What the task requires
Output the rows below word for word, leaving out the pictures.

______

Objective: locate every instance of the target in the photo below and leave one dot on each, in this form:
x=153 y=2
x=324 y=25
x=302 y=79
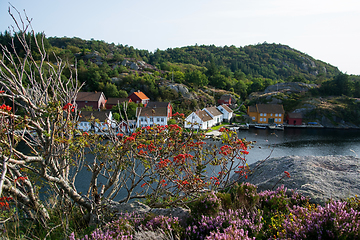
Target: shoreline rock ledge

______

Written reply
Objective: locate every instance of the target in the photo below and leave one dot on each, in this form:
x=153 y=2
x=324 y=25
x=302 y=79
Target: shoreline rock ledge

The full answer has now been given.